### Task
Copy the records word for word, omitting all pictures.

### Dataset entries
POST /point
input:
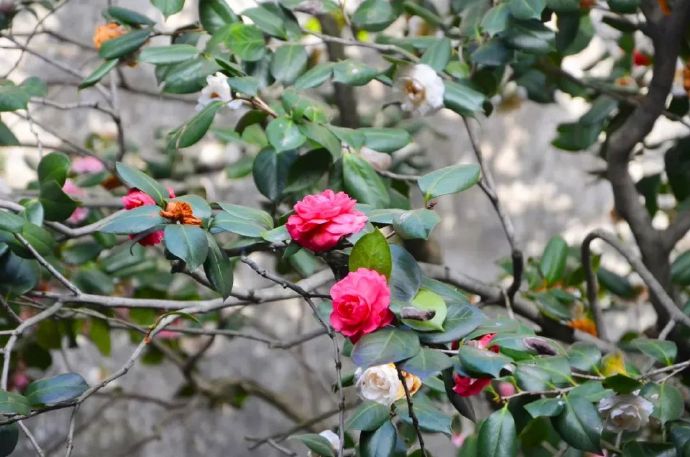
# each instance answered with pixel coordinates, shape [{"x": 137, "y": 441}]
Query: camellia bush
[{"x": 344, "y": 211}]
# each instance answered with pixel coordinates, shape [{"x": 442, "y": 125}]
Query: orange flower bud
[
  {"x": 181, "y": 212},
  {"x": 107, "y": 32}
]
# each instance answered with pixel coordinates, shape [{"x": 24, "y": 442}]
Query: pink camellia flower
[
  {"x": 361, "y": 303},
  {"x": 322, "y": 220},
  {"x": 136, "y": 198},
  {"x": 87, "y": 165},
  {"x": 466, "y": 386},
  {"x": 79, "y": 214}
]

### Solution
POST /point
input:
# each instance answered with pixel coordinates, shape [{"x": 137, "y": 441}]
Query: camellia bush
[{"x": 344, "y": 211}]
# each instance answered with pixel coordinates, shape [{"x": 442, "y": 125}]
Query: orange flower bud
[
  {"x": 181, "y": 212},
  {"x": 107, "y": 32}
]
# each instance answered with pixel coordinates, shape [{"x": 24, "y": 442}]
Query: pink camellia flower
[
  {"x": 361, "y": 303},
  {"x": 322, "y": 220},
  {"x": 136, "y": 198},
  {"x": 87, "y": 165},
  {"x": 466, "y": 386},
  {"x": 79, "y": 214}
]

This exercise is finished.